TASK INPUTS —
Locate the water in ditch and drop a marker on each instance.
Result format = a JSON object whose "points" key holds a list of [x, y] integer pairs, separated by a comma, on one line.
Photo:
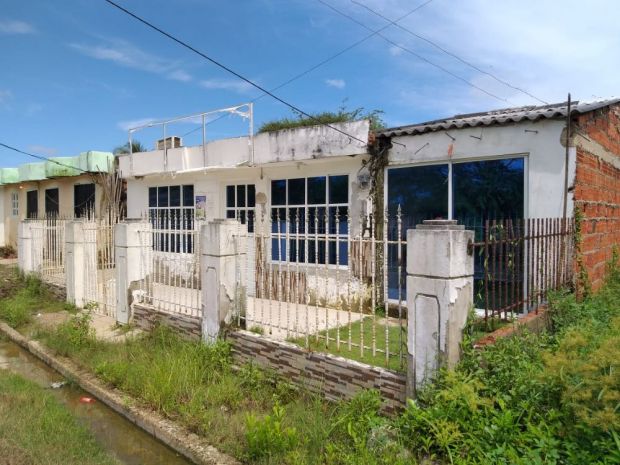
{"points": [[128, 443]]}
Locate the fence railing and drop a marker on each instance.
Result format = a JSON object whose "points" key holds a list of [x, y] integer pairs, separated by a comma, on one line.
{"points": [[170, 263], [518, 262], [99, 264], [320, 278], [48, 247]]}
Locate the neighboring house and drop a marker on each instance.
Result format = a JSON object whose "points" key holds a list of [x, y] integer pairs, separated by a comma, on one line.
{"points": [[49, 189], [512, 164]]}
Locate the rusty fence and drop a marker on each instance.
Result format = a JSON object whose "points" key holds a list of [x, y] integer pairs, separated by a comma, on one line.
{"points": [[519, 261], [325, 280]]}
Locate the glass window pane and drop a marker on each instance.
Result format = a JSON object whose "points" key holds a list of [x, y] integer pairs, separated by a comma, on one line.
{"points": [[339, 189], [241, 196], [486, 190], [296, 191], [162, 196], [317, 188], [230, 196], [188, 196], [278, 192], [175, 196], [251, 195]]}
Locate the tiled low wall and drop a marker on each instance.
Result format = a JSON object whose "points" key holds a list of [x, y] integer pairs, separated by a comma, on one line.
{"points": [[335, 377], [146, 317]]}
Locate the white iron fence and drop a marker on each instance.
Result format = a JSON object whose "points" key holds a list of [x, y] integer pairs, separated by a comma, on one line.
{"points": [[324, 280], [171, 266], [48, 248], [99, 265]]}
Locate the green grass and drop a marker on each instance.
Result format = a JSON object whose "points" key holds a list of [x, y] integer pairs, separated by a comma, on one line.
{"points": [[36, 429], [23, 297], [361, 332]]}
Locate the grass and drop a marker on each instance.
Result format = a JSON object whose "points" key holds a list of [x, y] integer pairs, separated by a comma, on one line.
{"points": [[36, 429], [326, 342], [24, 297]]}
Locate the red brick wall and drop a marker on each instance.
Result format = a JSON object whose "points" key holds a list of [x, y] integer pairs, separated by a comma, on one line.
{"points": [[597, 188]]}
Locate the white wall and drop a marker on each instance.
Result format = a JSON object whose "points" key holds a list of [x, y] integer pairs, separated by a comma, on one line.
{"points": [[539, 142], [213, 183], [302, 144]]}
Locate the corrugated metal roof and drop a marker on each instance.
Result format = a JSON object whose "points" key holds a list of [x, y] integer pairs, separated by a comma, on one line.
{"points": [[505, 116]]}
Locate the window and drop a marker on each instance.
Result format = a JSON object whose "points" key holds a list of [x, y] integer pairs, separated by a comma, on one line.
{"points": [[171, 208], [15, 203], [51, 202], [83, 200], [32, 204], [240, 203], [312, 209]]}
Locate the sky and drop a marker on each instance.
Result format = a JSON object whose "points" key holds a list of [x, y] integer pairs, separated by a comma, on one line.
{"points": [[76, 74]]}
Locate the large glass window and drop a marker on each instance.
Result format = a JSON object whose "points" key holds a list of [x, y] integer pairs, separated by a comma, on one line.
{"points": [[315, 210], [171, 208], [421, 193], [240, 203], [83, 200]]}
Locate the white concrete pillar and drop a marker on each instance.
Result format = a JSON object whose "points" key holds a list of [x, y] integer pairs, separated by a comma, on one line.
{"points": [[223, 251], [440, 284], [74, 263], [24, 247], [133, 243]]}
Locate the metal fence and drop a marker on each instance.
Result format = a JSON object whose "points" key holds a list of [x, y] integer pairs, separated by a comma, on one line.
{"points": [[518, 262], [326, 281], [170, 263], [48, 248], [99, 264]]}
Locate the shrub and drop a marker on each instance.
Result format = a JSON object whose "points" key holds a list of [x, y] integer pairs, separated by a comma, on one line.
{"points": [[268, 437]]}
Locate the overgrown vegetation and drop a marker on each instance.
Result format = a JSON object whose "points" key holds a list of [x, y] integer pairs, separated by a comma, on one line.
{"points": [[548, 399], [36, 429], [25, 296], [342, 115]]}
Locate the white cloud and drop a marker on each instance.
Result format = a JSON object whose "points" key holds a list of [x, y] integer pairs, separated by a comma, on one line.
{"points": [[127, 125], [43, 150], [337, 83], [125, 54], [180, 75], [235, 85], [12, 26]]}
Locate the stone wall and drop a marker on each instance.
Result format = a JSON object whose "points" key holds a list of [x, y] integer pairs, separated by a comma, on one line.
{"points": [[597, 187], [335, 377], [147, 317], [57, 291]]}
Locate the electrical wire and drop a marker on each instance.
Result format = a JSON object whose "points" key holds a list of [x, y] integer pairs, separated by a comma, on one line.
{"points": [[448, 52], [41, 157], [323, 62], [231, 71], [415, 54]]}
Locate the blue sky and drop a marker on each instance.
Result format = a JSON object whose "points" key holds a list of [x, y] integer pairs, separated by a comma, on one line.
{"points": [[75, 74]]}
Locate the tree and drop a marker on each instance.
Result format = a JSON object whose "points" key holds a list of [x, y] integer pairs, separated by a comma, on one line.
{"points": [[136, 146]]}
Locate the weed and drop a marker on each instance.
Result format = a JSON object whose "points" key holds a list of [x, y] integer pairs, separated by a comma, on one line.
{"points": [[268, 437]]}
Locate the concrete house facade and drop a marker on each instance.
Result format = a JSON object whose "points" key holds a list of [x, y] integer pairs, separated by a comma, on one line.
{"points": [[61, 187]]}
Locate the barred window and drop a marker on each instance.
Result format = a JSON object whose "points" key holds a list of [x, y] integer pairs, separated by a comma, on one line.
{"points": [[171, 212], [309, 220], [240, 203]]}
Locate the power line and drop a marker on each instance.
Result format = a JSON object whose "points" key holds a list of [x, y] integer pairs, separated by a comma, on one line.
{"points": [[231, 71], [454, 55], [411, 52], [41, 157], [323, 62]]}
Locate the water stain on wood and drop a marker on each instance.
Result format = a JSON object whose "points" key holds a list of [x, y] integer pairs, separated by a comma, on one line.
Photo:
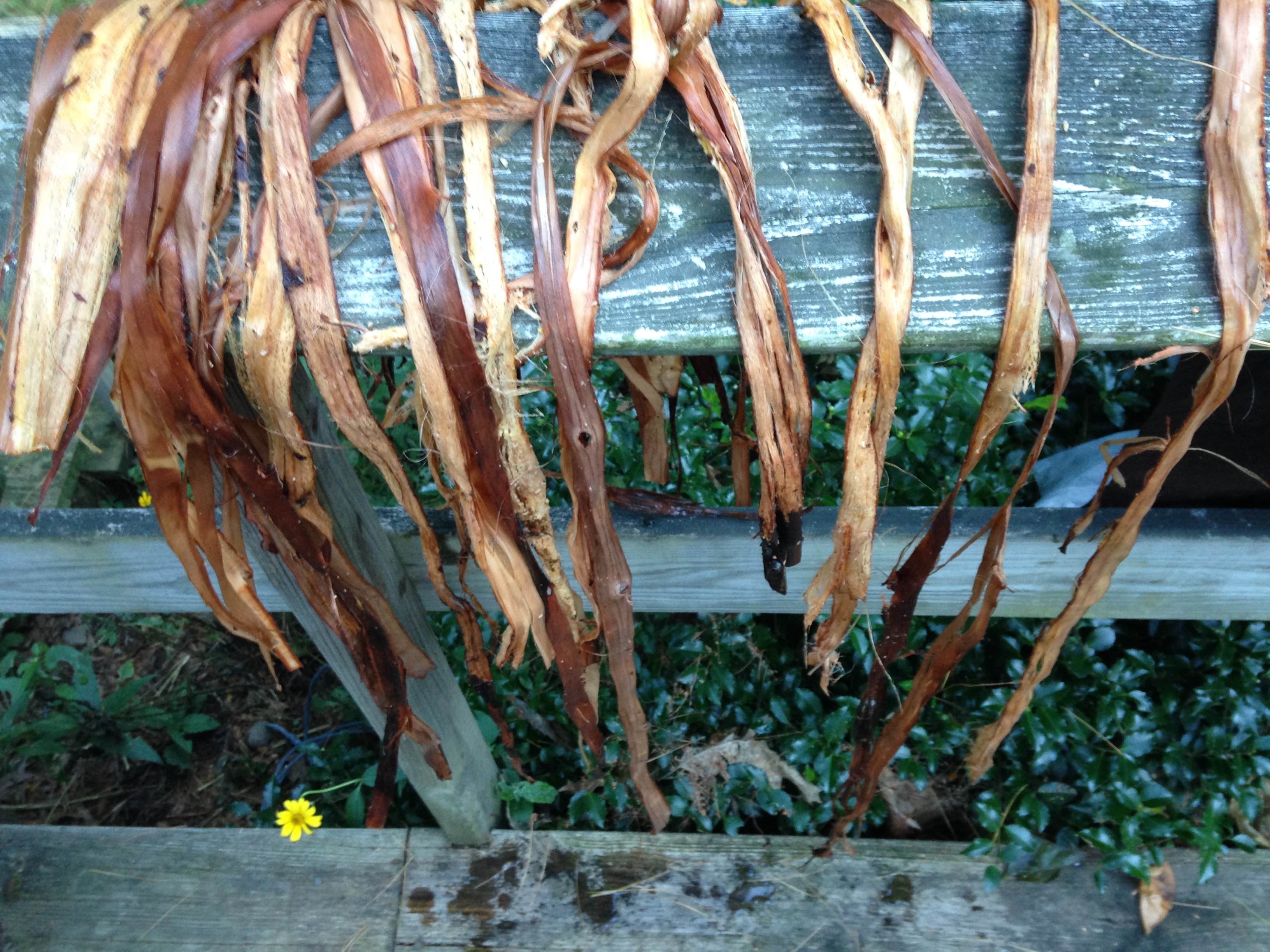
{"points": [[617, 871], [491, 878], [898, 890], [421, 902], [751, 891]]}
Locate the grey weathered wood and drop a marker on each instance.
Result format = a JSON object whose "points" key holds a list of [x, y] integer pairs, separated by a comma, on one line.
{"points": [[672, 893], [1128, 239], [1188, 564], [465, 807], [84, 890], [73, 889]]}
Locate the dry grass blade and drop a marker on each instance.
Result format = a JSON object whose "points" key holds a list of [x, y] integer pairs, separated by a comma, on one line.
{"points": [[1033, 287], [598, 562], [72, 225], [1235, 152], [892, 121]]}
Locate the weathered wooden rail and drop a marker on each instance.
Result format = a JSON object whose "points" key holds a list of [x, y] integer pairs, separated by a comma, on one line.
{"points": [[1188, 564], [1128, 238], [1131, 245], [87, 890]]}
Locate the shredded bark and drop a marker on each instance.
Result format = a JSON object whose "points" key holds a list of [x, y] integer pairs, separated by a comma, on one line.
{"points": [[1033, 286], [892, 121], [1235, 153]]}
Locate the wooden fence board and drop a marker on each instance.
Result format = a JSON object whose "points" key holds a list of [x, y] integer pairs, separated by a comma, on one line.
{"points": [[465, 805], [96, 889], [1187, 564], [1128, 238]]}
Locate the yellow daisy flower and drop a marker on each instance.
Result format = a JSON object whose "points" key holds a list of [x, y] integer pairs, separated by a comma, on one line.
{"points": [[296, 818]]}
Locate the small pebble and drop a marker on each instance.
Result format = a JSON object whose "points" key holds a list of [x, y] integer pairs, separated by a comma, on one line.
{"points": [[260, 735], [75, 636]]}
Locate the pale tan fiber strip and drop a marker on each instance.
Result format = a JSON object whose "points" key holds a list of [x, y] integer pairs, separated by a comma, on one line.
{"points": [[75, 216], [892, 122], [1235, 150]]}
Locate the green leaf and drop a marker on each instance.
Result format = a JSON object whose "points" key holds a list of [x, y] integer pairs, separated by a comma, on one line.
{"points": [[978, 847], [138, 749], [991, 879], [1056, 795], [488, 729], [1043, 403], [45, 747], [538, 793], [587, 805], [176, 756], [355, 808], [122, 697], [197, 724], [780, 710]]}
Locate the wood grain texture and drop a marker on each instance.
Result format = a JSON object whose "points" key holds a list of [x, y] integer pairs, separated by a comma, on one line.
{"points": [[95, 889], [1188, 564], [465, 807], [674, 893], [92, 889], [1128, 234]]}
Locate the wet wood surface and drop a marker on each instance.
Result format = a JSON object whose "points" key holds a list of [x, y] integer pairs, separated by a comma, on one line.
{"points": [[92, 889], [1187, 564], [1128, 240]]}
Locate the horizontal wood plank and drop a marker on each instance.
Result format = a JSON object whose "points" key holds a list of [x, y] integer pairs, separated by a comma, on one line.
{"points": [[623, 891], [1187, 564], [69, 889], [91, 889], [1128, 236]]}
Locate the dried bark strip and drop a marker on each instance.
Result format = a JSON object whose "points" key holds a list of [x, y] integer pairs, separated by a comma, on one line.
{"points": [[598, 562], [458, 23], [892, 122], [183, 428], [73, 207], [1235, 152], [1032, 281], [450, 378], [773, 364]]}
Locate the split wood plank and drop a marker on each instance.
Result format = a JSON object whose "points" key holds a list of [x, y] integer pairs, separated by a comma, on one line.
{"points": [[72, 889], [1187, 564], [1128, 236], [465, 807], [89, 889], [624, 891]]}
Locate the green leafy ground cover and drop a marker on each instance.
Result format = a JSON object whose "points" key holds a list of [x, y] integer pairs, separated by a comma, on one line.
{"points": [[1138, 740]]}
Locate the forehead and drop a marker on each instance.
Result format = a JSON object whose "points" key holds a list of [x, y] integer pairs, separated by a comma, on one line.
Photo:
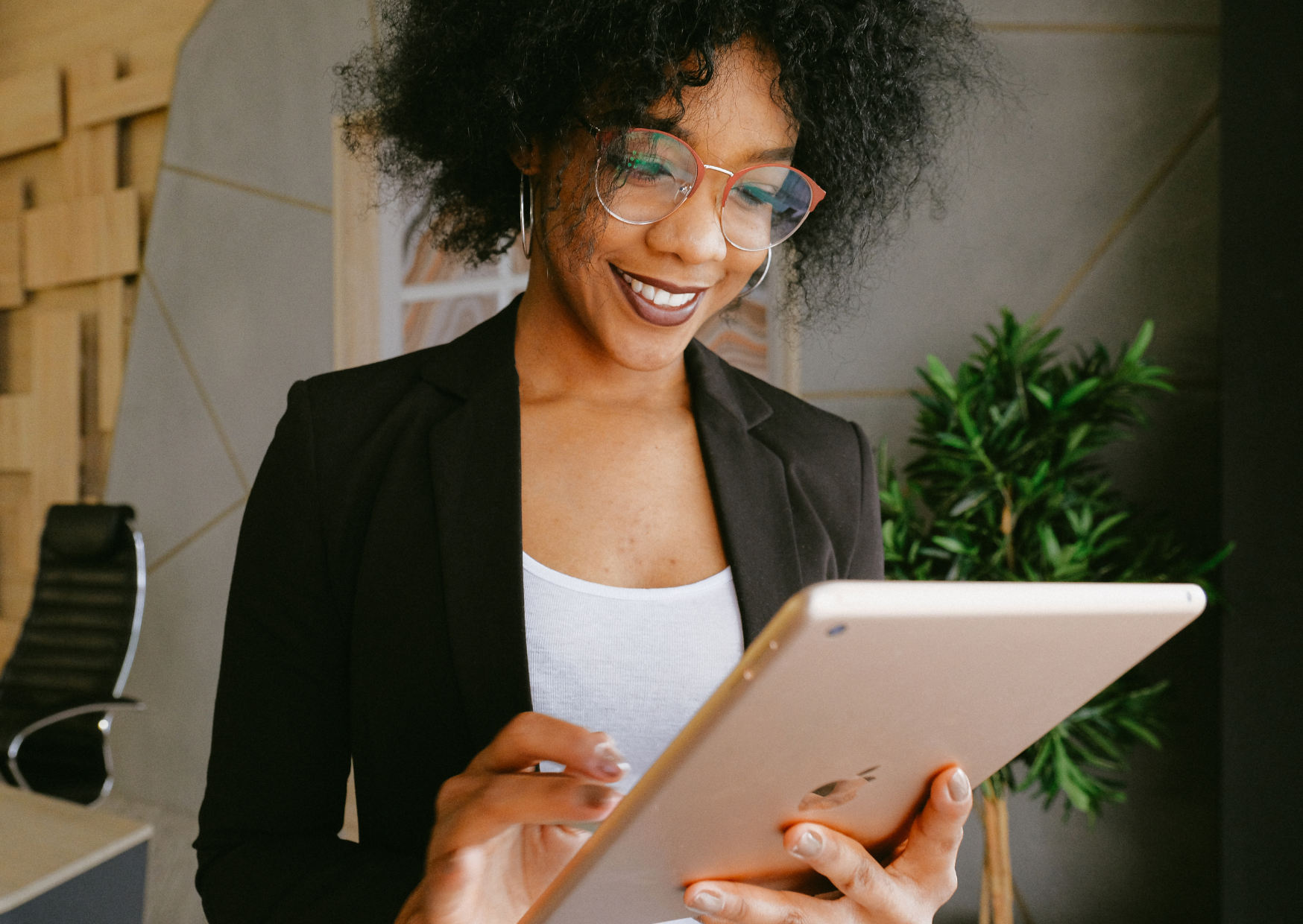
{"points": [[739, 109]]}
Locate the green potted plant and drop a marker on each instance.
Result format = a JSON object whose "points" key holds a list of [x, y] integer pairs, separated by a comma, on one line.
{"points": [[1009, 487]]}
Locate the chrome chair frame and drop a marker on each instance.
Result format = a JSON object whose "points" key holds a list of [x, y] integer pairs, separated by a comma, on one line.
{"points": [[118, 704]]}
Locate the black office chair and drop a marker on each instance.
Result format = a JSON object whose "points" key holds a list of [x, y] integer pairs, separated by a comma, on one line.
{"points": [[66, 677]]}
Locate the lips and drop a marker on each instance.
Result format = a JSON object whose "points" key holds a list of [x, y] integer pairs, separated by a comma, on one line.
{"points": [[661, 316]]}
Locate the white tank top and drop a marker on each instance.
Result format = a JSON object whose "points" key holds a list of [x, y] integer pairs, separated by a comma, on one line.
{"points": [[634, 664]]}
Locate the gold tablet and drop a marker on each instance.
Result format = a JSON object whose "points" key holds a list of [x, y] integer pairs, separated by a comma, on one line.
{"points": [[841, 712]]}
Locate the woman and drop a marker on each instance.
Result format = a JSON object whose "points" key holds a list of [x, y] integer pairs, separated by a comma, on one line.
{"points": [[549, 539]]}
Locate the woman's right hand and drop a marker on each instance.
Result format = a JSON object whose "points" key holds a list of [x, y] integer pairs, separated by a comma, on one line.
{"points": [[502, 833]]}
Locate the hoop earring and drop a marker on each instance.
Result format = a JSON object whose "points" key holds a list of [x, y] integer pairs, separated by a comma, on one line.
{"points": [[527, 235], [759, 275]]}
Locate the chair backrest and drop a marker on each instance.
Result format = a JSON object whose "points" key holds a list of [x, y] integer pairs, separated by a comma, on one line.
{"points": [[85, 618]]}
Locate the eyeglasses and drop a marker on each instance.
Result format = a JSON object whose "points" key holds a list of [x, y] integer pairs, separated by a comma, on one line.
{"points": [[643, 176]]}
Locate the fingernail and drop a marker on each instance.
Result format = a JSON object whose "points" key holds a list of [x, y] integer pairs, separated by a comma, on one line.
{"points": [[959, 786], [708, 902], [810, 845], [611, 762], [593, 795]]}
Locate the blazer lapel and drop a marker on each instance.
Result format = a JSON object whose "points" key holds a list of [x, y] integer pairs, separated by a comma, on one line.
{"points": [[475, 461], [749, 487]]}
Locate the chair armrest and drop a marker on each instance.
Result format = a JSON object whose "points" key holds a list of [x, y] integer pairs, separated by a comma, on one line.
{"points": [[12, 739]]}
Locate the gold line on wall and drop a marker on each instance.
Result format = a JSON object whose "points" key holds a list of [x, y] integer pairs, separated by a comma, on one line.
{"points": [[195, 377], [1104, 28], [1132, 209], [180, 546], [856, 394], [247, 188]]}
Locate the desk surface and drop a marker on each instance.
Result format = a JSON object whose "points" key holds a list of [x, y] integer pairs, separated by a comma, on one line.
{"points": [[45, 842]]}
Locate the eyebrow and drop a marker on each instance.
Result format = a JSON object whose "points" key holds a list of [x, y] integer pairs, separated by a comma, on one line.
{"points": [[763, 156], [675, 128]]}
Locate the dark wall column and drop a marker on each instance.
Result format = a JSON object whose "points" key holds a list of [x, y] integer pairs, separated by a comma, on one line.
{"points": [[1261, 332]]}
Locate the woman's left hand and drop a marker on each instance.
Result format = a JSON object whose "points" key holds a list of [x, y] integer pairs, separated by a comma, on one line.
{"points": [[909, 890]]}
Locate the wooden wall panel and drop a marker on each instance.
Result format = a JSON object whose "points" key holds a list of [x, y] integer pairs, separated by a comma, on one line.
{"points": [[63, 347], [83, 240], [10, 264], [57, 405], [19, 548], [120, 98], [16, 433], [33, 107], [110, 311]]}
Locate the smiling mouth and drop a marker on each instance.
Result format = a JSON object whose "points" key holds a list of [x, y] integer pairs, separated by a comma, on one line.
{"points": [[657, 306]]}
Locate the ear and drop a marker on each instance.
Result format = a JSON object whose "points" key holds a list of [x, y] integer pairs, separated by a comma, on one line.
{"points": [[529, 160]]}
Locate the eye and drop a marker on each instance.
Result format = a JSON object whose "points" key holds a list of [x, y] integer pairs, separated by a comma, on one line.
{"points": [[641, 168], [754, 194]]}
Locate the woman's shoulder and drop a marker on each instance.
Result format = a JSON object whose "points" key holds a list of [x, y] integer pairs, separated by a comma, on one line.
{"points": [[791, 426], [418, 384]]}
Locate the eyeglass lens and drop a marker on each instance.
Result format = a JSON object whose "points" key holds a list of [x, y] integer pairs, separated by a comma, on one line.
{"points": [[644, 175]]}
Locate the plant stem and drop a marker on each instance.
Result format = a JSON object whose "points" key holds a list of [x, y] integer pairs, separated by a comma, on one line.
{"points": [[1006, 527], [997, 870]]}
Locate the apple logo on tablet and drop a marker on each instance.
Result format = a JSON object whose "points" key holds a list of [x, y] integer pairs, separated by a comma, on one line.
{"points": [[838, 793]]}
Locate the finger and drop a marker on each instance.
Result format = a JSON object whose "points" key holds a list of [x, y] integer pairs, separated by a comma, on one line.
{"points": [[532, 738], [449, 894], [930, 856], [473, 809], [756, 905], [848, 866]]}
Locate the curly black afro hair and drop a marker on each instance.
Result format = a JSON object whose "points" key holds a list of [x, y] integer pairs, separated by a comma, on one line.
{"points": [[454, 86]]}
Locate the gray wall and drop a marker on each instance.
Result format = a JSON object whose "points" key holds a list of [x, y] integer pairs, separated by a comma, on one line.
{"points": [[235, 306], [1094, 197], [1111, 104]]}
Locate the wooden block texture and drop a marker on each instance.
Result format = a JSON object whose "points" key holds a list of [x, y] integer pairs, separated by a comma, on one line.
{"points": [[83, 240], [120, 98], [33, 107], [113, 299], [57, 408], [87, 162], [10, 265]]}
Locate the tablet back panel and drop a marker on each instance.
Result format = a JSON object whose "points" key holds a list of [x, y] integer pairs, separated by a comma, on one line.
{"points": [[841, 712]]}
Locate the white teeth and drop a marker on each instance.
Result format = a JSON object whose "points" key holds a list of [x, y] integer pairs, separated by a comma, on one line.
{"points": [[658, 296]]}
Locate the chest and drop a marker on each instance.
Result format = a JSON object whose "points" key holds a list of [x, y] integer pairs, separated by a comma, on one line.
{"points": [[616, 496]]}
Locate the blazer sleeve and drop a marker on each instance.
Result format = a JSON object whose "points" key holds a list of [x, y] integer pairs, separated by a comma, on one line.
{"points": [[867, 562], [268, 847]]}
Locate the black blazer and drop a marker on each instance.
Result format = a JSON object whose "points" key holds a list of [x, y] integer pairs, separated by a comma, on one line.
{"points": [[377, 604]]}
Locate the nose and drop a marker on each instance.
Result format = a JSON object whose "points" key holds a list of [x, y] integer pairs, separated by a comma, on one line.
{"points": [[692, 231]]}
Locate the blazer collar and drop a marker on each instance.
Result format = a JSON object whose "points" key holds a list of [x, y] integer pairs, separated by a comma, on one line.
{"points": [[475, 458], [748, 484]]}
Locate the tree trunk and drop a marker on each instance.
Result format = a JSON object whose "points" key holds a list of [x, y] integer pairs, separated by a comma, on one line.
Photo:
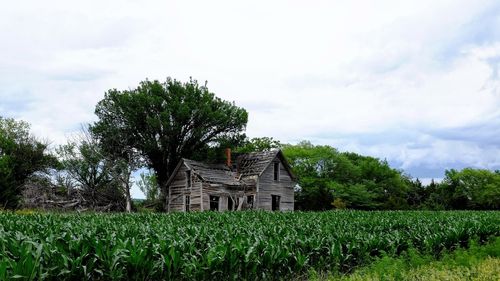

SHORT EXERCISE —
Count the lines of the records that contain the word "woman", treating uppercase and lowercase as different, and reply with the number alone.

TASK SOLUTION —
4